Pick out every line of the entries below where "positive" occurs, and copy those lines.
Start of SOURCE INFORMATION
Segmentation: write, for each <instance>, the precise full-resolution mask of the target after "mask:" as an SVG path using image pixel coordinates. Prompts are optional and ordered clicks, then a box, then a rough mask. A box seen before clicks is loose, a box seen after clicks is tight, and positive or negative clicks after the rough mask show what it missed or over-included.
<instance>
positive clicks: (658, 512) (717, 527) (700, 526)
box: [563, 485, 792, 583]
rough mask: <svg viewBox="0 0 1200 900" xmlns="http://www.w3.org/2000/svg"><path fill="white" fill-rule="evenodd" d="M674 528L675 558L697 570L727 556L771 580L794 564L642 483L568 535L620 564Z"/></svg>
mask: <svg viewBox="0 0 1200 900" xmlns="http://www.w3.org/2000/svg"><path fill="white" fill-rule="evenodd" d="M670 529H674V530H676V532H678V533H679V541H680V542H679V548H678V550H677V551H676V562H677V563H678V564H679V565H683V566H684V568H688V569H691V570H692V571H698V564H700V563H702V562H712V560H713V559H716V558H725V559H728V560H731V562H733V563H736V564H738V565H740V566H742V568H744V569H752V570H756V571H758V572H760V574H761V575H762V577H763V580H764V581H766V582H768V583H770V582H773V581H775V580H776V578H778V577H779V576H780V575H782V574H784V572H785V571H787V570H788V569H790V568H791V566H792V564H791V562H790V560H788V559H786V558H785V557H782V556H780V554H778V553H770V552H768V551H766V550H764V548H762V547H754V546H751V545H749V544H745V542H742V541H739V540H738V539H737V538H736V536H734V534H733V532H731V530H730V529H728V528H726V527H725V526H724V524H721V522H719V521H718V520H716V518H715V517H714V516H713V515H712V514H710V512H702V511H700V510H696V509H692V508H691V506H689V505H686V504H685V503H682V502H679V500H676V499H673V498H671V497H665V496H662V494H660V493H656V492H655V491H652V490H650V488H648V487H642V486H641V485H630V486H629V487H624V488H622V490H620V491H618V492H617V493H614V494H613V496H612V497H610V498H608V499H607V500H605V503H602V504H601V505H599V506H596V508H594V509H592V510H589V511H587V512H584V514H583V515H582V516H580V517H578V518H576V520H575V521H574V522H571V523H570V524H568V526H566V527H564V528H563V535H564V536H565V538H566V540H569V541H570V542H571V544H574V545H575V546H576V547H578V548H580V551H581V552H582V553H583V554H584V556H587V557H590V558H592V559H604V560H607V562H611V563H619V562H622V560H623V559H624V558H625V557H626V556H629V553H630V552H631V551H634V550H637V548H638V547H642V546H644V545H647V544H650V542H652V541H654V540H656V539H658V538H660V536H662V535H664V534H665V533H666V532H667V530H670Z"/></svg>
End of SOURCE INFORMATION
> **OUTPUT BELOW**:
Segmentation: write, for each <instance>, the precise full-resolution mask of the target after "mask:" as an SVG path using image pixel coordinates. Prompts are optional and ordered clicks, then a box, then a rough mask. A box seen before clicks is loose, a box seen after clicks is tight, and positive or negative clicks after the rough mask show what it missed or over-included.
positive clicks: (658, 512) (717, 527) (700, 526)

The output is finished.